Extracted data:
start

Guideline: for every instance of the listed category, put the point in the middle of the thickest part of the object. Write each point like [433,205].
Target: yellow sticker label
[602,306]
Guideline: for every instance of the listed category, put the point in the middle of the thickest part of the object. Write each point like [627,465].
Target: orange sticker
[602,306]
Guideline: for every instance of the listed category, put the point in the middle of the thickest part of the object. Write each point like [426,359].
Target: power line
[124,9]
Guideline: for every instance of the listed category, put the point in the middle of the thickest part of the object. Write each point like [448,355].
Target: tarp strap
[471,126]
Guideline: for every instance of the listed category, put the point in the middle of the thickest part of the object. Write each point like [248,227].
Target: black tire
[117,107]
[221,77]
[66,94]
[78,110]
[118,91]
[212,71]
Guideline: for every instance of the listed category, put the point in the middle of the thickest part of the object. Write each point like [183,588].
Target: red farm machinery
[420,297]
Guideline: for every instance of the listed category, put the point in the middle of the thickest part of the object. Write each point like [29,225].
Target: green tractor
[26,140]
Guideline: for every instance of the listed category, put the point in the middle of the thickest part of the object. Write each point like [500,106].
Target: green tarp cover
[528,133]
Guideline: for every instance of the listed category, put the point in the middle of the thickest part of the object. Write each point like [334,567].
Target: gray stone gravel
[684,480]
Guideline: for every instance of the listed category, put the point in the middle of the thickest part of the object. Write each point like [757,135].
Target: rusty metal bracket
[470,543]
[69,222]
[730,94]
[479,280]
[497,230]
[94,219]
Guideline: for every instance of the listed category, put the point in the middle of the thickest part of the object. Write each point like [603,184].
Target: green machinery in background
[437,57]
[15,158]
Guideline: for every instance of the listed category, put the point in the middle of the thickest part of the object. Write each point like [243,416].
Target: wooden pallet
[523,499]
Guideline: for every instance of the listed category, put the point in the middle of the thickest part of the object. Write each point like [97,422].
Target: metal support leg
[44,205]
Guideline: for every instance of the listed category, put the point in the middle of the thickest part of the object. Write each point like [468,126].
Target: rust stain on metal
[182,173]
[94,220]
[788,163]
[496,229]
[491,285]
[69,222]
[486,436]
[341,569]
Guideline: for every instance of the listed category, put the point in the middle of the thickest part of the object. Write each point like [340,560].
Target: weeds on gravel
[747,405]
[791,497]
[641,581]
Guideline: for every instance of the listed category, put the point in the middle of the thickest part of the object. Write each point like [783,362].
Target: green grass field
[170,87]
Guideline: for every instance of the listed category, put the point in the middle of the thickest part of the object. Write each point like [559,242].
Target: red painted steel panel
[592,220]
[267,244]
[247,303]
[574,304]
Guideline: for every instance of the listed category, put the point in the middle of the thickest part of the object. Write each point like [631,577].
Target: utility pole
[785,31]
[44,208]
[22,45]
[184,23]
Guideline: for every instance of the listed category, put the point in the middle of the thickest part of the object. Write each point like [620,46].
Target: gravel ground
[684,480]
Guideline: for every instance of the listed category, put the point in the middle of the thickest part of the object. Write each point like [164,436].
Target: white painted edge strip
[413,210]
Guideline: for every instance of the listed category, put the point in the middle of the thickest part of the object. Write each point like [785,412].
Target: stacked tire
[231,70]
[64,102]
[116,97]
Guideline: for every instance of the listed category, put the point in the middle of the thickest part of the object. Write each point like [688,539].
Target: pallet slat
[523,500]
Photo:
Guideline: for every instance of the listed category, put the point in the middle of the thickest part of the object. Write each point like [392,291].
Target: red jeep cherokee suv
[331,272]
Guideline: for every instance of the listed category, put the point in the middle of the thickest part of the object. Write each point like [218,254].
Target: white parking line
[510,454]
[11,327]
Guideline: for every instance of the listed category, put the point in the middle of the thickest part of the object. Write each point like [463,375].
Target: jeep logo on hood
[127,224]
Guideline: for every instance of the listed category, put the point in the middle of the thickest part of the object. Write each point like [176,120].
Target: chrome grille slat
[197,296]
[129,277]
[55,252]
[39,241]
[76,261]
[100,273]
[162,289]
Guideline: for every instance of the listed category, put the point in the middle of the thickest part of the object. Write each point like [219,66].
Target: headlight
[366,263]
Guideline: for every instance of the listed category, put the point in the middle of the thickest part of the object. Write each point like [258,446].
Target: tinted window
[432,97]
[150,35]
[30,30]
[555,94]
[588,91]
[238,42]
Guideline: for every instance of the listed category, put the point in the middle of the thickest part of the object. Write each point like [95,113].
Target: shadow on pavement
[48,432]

end

Work instructions: Extract the whole listing, character for character.

Output of the exercise:
Guideline: for every instance of the listed category, put the point in the middle of the thickest part of the object. Write each point like [433,205].
Target: yellow sticker label
[602,306]
Guideline: for every instance of the listed category, put the point in the middle of the thickest part of the object. Write each point like [627,465].
Target: orange sticker
[602,306]
Guideline: for every instance of the listed category, put the point in the middle of the thickest part of the object. Write each point like [426,359].
Target: power line
[124,9]
Guideline: for every instance of the listed category, put the point in the middle of the thickest part of the object. Write each point like [448,355].
Target: tarp strap
[471,126]
Guideline: for every instance of the listed category, put the point in the middle of the thickest part of the object. Write each point like [248,227].
Target: black tire
[117,107]
[221,77]
[66,94]
[78,110]
[118,91]
[212,71]
Guideline: for every instance of the listed category, put the point in the middle of the thickest part of the object. Write each point like [183,588].
Target: red farm machinery
[420,297]
Guideline: for every instance of the listed category, put the point in the middle of the thickest part of the object. Write each point like [29,225].
Target: green tractor
[26,140]
Guideline: for every instance of the listed category, put the point in the middle of the thickest part of the object. Write each point like [500,106].
Target: green tarp cover
[528,133]
Guideline: for every instance of the listed category, put the point in the middle of the thickest part of the object. Write each point like [334,567].
Target: gray stone gravel
[684,480]
Guideline: for every instance of the listed category, put the point in the middle of the thickest part of the object. Write each point like [757,135].
Target: rusty metal bracket
[470,543]
[69,222]
[730,94]
[479,280]
[497,230]
[94,219]
Guideline: for every instance of the listed category, put the point in the middle of the thickest part of the object. Write each point like [603,184].
Target: green machinery in background
[437,57]
[15,158]
Guideline: for every instance of the listed category, put the point in the middle of the thickest part of the object. Write each point like [243,416].
Target: wooden pallet
[523,499]
Guideline: for every instance of the listed category, put the point in the middle of the thickest part of the object. Write each point like [97,422].
Target: metal support leg
[44,205]
Guideline: for every instance of the listed category, put the point in the middle of the thickest part of the object. Write each point like [468,126].
Target: rust stain on metal
[182,173]
[94,220]
[788,163]
[496,229]
[491,285]
[69,222]
[486,436]
[341,569]
Guideline: for every instance of the listed category, put the point in the middle of the thickest part of the object. Write each point like [340,560].
Target: weeds on gravel
[747,405]
[791,497]
[641,581]
Guideline: for every instance of the listed category, put the point in the middle of the thickest part of the object. Write each point like [783,362].
Target: green grass field
[170,87]
Guideline: for every instance of the listed category, put the point in the middle of the thickest part of the object. Write each point like [559,242].
Target: red painted steel panel
[592,220]
[267,244]
[247,303]
[574,304]
Guideline: for every instance of the listed category, put the point in the middle of the thickest part of the object. Write each point like [631,577].
Target: utility pole
[785,31]
[44,208]
[22,45]
[184,23]
Guideline: for every instance of the listed category, put the point in the middle of the thickest part of the object. Write each point like [620,46].
Target: gravel ground
[684,480]
Guideline: for every instance of the listed category, put the point in the middle of the thickest part of the object. Write each point like [164,436].
Target: white painted edge strip
[413,210]
Guideline: for every instance of the listed category, put the point in the middle of the thickest part of the object. Write each point like [785,412].
Target: stacked tire
[231,70]
[64,102]
[116,97]
Guideline: for every instance of the listed category, put the point in the middle of the thickest part of the object. Write each point like [688,539].
Target: pallet slat
[523,500]
Photo:
Guideline: for every instance of the listed category, put the point in the middle of the thickest part of the object. Write each point like [392,291].
Target: red jeep cherokee suv
[331,272]
Guideline: for every instance of the listed category, put the point in the middle of the thickest part of the object. Write each point like [218,254].
Target: white parking line
[510,454]
[11,327]
Guideline: for every instance of the listed category, put the point in the middle of the thickest part of the object. Write each point like [463,375].
Target: jeep logo on hood
[127,224]
Guideline: for every instance of the listed category, put the point in the middle of the thickest part of the object. Write each point like [176,120].
Target: chrome grille slat
[197,296]
[129,277]
[55,252]
[39,241]
[76,261]
[100,273]
[162,289]
Guideline: for every instance of the listed category, put the point in the middle of the thickest part of the object. Write each point like [219,66].
Target: headlight
[366,263]
Guideline: for every instance of the listed category, put the point in the middle of the thickest part of the object. Write each point like [258,446].
Target: tinted window
[432,97]
[150,35]
[30,30]
[555,94]
[588,91]
[238,42]
Guideline: for every instance of the listed category, put the point in the middle of the thickest part of the object. Write each point like [95,113].
Target: shadow on pavement
[48,432]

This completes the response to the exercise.